# ENTRIES SHOWN
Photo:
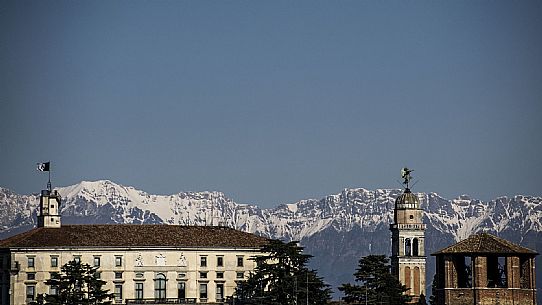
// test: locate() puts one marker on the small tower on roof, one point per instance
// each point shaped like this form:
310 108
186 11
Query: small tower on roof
49 214
407 238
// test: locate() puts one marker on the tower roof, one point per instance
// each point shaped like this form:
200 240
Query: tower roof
407 200
484 243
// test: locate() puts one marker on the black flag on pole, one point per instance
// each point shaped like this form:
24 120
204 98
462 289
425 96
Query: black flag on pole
44 167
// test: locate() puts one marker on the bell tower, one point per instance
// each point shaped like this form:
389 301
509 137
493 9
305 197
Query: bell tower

# DIRECTION
Rewrite the records above, substituting "pin" for every occurrence of "marker" and changing nothing else. Omit the pictures from your answer.

# EXERCISE RESULT
Photo:
// test: locate() puts one pin on the small tower on roof, one point per instance
// each point shaped like this form:
310 108
186 11
Query: small tower on roof
49 214
407 238
// test: locate() puts one pin on the tower roof, one point per instance
// each point shaped like this form:
200 240
Query: tower roof
407 200
484 243
// test: locate() puts one pin on the black flag on pole, one point per instance
// each point shaped like this form:
24 120
204 98
462 289
425 96
Query: black flag on pole
44 167
// test: locate() puts one pin on the bell tower, one point per instance
// each point shaped like this form:
389 301
509 137
493 9
305 197
Query: bell tower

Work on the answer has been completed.